┏━━
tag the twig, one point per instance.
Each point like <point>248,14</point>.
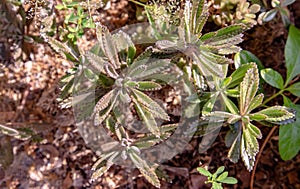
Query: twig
<point>259,154</point>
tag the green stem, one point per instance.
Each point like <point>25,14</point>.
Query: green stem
<point>273,96</point>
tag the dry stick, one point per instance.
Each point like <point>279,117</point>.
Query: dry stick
<point>259,154</point>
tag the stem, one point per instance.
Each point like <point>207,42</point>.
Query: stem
<point>259,154</point>
<point>138,3</point>
<point>273,96</point>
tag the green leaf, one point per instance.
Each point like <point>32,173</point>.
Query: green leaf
<point>220,170</point>
<point>209,105</point>
<point>256,102</point>
<point>204,172</point>
<point>245,57</point>
<point>148,86</point>
<point>289,135</point>
<point>238,75</point>
<point>103,164</point>
<point>60,7</point>
<point>153,106</point>
<point>96,62</point>
<point>222,176</point>
<point>291,53</point>
<point>147,118</point>
<point>216,185</point>
<point>233,138</point>
<point>272,77</point>
<point>98,119</point>
<point>248,89</point>
<point>277,114</point>
<point>230,180</point>
<point>147,171</point>
<point>270,15</point>
<point>229,104</point>
<point>294,89</point>
<point>104,102</point>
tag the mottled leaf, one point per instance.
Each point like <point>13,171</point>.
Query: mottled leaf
<point>272,77</point>
<point>248,89</point>
<point>291,53</point>
<point>289,135</point>
<point>294,89</point>
<point>147,171</point>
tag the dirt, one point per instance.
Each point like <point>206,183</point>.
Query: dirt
<point>59,157</point>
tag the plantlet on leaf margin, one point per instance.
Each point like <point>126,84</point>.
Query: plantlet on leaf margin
<point>243,135</point>
<point>217,178</point>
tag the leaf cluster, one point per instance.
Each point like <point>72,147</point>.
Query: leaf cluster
<point>277,7</point>
<point>217,178</point>
<point>121,81</point>
<point>76,20</point>
<point>288,135</point>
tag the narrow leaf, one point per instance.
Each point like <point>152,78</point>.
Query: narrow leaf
<point>272,77</point>
<point>289,135</point>
<point>291,53</point>
<point>147,171</point>
<point>294,89</point>
<point>204,172</point>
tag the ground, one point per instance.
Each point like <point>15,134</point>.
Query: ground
<point>57,157</point>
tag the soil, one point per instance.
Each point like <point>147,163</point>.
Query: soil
<point>57,156</point>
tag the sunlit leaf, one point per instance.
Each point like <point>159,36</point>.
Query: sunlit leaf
<point>147,171</point>
<point>272,77</point>
<point>291,53</point>
<point>204,172</point>
<point>294,89</point>
<point>289,135</point>
<point>248,89</point>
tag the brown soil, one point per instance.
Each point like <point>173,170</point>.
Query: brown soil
<point>61,159</point>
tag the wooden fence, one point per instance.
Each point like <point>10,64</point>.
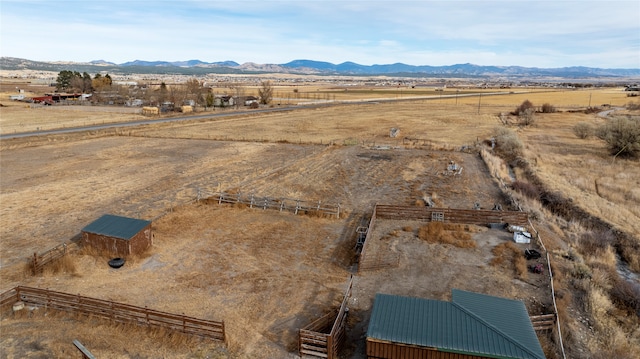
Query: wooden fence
┗━━
**TASK BRIEF:**
Your output should be only the lines from the line with "tag the brown soil, one point per instance." through the end of the data, exactly as they stand, and no pictures.

**EXERCISE OUTPUT:**
tag the brown soil, one point per instance.
Each point like <point>173,170</point>.
Query: brown soil
<point>61,159</point>
tag the wooden fence, one point per instance.
Each point like <point>10,64</point>.
Query: wooden fence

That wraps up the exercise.